EXERCISE
Pick up the zero-division patch to the heat rate curve validation and extend the diff past its last line.

EXCERPT PROVIDED
··········

From a5e0e5782e34595a6f6bd1faa38844ad23404617 Mon Sep 17 00:00:00 2001
From: Gerrit De Moor <gerrit.dm@gmail.com>
Date: Thu, 15 Aug 2019 11:22:55 -0400
Subject: [PATCH 2/2] Fix zero division error and typo

---
 gridpath/project/operations/__init__.py | 29 ++++++++++++++-----------
 tests/project/operations/test_init.py   |  4 ++--
 2 files changed, 18 insertions(+), 15 deletions(-)

diff --git a/gridpath/project/operations/__init__.py b/gridpath/project/operations/__init__.py
index dbd394340..1145d9b36 100644
--- a/gridpath/project/operations/__init__.py
+++ b/gridpath/project/operations/__init__.py
@@ -579,10 +579,7 @@ def validate_heat_rate_curves(hr_df):
         heat_rates = hr_slice["average_heat_rate_mmbtu_per_mwh"].values
 
         if len(load_points) > 1:
-            fuel_burn = load_points * heat_rates
             incr_loads = np.diff(load_points)
-            incr_fuel_burn = np.diff(fuel_burn)

··········

EXTRACTED ENTRIES

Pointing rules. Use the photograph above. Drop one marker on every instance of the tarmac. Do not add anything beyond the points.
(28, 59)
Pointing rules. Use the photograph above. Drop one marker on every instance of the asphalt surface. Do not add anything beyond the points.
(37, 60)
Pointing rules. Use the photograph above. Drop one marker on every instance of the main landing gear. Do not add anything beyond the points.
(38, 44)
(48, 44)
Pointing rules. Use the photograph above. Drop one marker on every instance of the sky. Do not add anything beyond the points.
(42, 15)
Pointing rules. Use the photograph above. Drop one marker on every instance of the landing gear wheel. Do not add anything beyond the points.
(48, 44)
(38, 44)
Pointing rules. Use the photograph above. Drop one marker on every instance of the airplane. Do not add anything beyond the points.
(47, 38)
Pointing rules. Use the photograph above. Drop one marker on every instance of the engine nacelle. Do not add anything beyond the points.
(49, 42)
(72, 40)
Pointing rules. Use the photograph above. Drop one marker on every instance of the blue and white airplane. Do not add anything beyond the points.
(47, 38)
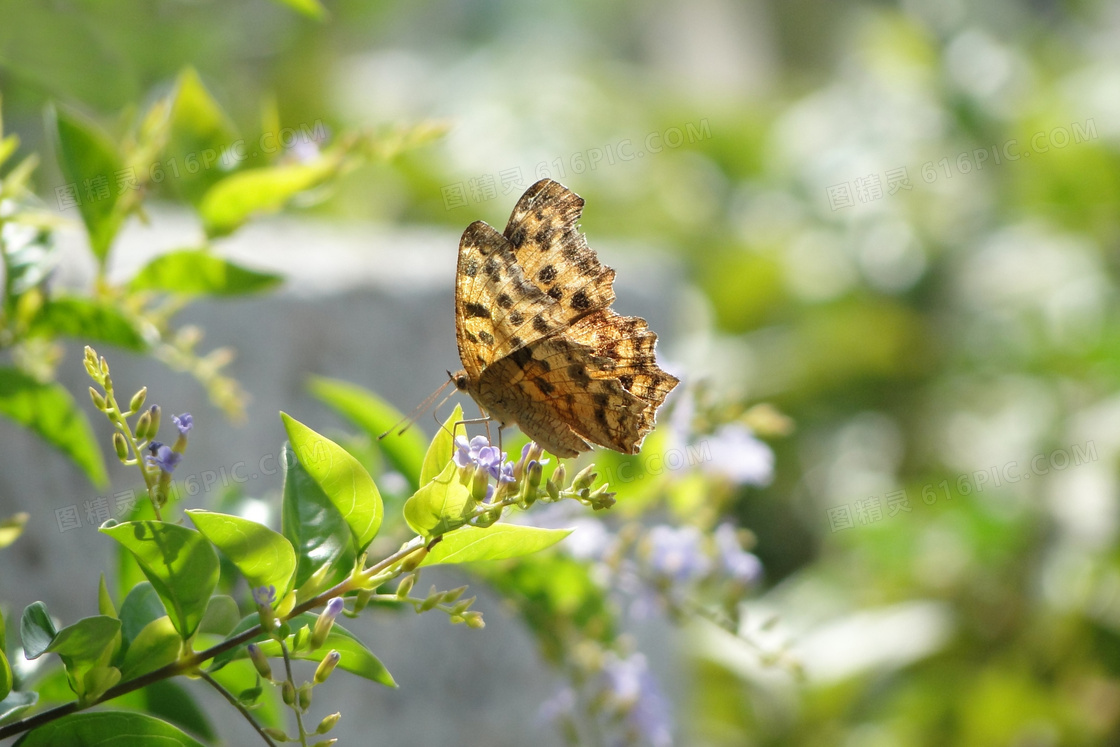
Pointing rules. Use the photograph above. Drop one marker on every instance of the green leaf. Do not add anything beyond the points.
(235, 198)
(140, 607)
(355, 657)
(86, 155)
(439, 506)
(36, 629)
(199, 132)
(178, 562)
(16, 703)
(49, 411)
(5, 675)
(374, 416)
(86, 319)
(470, 543)
(440, 449)
(342, 477)
(156, 645)
(10, 529)
(309, 8)
(263, 557)
(222, 616)
(106, 729)
(314, 526)
(197, 271)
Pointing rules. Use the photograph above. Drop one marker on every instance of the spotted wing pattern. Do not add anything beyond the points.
(539, 343)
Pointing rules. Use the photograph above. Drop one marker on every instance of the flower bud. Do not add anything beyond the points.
(260, 661)
(138, 399)
(584, 479)
(154, 429)
(327, 665)
(120, 446)
(328, 722)
(406, 586)
(325, 622)
(143, 423)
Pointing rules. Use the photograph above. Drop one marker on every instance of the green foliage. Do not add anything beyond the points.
(178, 562)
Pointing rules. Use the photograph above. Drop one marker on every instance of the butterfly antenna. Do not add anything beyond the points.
(410, 419)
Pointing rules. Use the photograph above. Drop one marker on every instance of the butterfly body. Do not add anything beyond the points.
(539, 343)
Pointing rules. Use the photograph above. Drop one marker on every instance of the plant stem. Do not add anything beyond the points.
(236, 703)
(192, 662)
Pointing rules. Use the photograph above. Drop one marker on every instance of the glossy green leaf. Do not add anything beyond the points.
(404, 451)
(441, 448)
(15, 705)
(222, 616)
(11, 528)
(87, 320)
(105, 605)
(36, 629)
(470, 543)
(178, 562)
(342, 477)
(240, 196)
(199, 132)
(5, 675)
(49, 411)
(156, 645)
(197, 271)
(314, 526)
(263, 557)
(355, 657)
(140, 607)
(89, 159)
(439, 506)
(108, 729)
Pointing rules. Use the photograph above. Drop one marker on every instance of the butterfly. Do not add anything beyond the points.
(539, 343)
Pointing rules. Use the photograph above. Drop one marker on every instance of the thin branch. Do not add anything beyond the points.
(236, 703)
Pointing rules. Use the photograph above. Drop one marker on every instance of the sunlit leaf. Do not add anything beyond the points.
(470, 543)
(406, 451)
(179, 563)
(314, 526)
(89, 320)
(240, 196)
(439, 506)
(197, 271)
(342, 477)
(90, 162)
(263, 557)
(106, 729)
(441, 448)
(49, 411)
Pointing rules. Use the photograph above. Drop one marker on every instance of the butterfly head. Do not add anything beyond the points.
(459, 379)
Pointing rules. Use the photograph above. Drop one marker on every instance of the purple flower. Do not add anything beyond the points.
(264, 595)
(184, 422)
(678, 553)
(742, 566)
(162, 457)
(735, 453)
(632, 690)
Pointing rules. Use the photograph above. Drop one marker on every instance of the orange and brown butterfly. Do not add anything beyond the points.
(539, 343)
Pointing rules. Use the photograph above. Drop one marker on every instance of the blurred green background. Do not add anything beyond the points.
(895, 222)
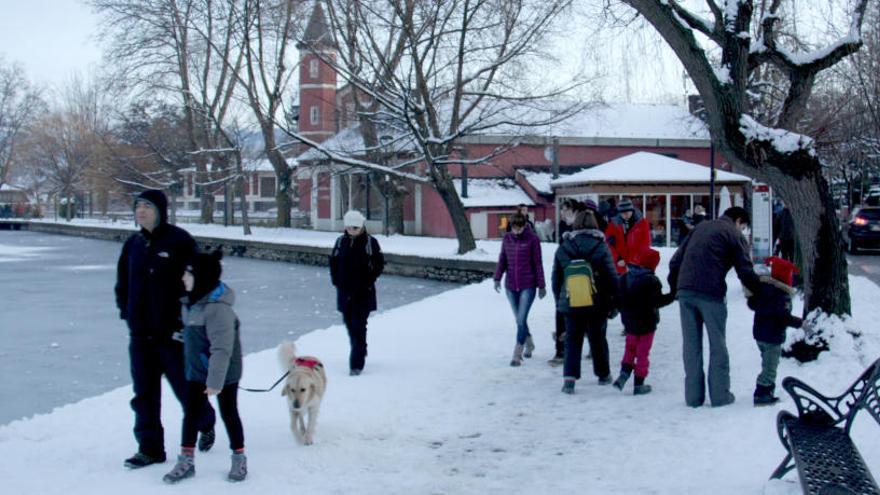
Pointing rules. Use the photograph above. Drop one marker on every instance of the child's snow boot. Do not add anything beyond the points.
(238, 470)
(517, 355)
(764, 395)
(640, 387)
(185, 468)
(530, 347)
(625, 372)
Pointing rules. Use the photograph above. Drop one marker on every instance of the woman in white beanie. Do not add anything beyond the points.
(355, 263)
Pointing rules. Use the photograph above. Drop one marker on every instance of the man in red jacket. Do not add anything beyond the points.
(627, 234)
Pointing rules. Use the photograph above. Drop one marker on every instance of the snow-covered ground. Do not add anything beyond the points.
(439, 411)
(58, 314)
(430, 247)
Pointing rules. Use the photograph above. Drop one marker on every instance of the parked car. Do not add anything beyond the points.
(863, 230)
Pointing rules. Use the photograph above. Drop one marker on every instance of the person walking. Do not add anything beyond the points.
(355, 263)
(584, 285)
(520, 259)
(522, 209)
(641, 297)
(212, 346)
(148, 291)
(567, 210)
(772, 307)
(696, 274)
(628, 234)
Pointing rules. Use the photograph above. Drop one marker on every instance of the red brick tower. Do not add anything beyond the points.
(317, 80)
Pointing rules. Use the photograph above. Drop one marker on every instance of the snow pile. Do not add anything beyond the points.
(438, 410)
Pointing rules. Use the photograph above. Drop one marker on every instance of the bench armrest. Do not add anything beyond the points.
(815, 407)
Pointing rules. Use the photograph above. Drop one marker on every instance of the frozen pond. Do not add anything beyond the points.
(62, 337)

··········

RESPONSE TO THIS EXERCISE
-            slopes = incr_fuel_burn / incr_loads
 
             if np.any(incr_loads == 0):
                 # note: primary key should already prohibit this
@@ -590,16 +587,22 @@ def validate_heat_rate_curves(hr_df):
                     "Project(s) '{}': load points can not be identical"
                     .format(project)
                 )
-            if np.any(incr_fuel_burn <= 0):
-                results.append(
-                    "Project(s) '{}': Total fuel burn should increase with increasing load"
-                    .format(project)
-                )
-            if np.any(np.diff(slopes) <= 0):
-                results.append(
-                    "Project(s) '{}': Fuel burn should be convex, i.e. marginal heat rate should increase with increading load"
-                    .format(project)
-                )
+
+            else:
+                fuel_burn = load_points * heat_rates
+                incr_fuel_burn = np.diff(fuel_burn)
+                slopes = incr_fuel_burn / incr_loads
+
+                if np.any(incr_fuel_burn <= 0):
+                    results.append(
+                        "Project(s) '{}': Total fuel burn should increase with increasing load"
+                        .format(project)
+                    )
+                if np.any(np.diff(slopes) <= 0):
+                    results.append(
+                        "Project(s) '{}': Fuel burn should be convex, i.e. marginal heat rate should increase with increading load"
+                        .format(project)
+                    )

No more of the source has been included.